> [EXERCISE]:
Pull out every line in the items below that contains the word "segment". Case must match.

> [PROVIDED DATA]:
*****
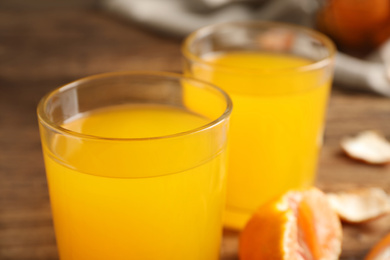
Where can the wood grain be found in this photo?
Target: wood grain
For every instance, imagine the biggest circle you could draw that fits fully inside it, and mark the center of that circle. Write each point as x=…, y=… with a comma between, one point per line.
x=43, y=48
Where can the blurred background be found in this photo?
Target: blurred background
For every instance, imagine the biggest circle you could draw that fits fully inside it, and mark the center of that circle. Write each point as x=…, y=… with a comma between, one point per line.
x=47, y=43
*****
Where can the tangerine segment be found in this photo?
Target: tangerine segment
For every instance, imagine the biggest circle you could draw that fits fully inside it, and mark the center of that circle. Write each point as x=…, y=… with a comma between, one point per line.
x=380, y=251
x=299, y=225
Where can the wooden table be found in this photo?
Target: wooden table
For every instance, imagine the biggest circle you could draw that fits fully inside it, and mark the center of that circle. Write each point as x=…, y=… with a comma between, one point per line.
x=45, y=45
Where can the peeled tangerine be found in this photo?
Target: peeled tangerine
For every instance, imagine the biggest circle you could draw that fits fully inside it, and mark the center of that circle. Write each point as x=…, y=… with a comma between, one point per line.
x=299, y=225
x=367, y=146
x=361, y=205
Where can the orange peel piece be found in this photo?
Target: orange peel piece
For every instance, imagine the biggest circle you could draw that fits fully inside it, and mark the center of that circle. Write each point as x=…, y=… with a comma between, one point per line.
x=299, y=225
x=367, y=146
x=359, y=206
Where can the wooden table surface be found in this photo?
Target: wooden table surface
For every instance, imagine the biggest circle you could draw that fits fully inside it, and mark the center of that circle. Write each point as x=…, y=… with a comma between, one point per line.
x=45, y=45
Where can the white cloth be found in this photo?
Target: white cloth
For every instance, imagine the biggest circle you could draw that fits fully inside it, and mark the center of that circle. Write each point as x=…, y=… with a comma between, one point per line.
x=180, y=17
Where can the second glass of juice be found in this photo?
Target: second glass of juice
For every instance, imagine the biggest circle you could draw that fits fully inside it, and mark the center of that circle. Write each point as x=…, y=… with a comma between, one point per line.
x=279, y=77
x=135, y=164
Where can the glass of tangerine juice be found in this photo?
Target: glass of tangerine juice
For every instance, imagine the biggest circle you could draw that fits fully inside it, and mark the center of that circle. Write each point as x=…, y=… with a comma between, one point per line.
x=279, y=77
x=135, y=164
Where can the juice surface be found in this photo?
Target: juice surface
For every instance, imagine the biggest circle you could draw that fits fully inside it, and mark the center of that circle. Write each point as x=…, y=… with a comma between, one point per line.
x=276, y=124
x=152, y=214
*****
> [TASK RESPONSE]:
Where can the tangerine segment be found in this photo?
Target: tangerine segment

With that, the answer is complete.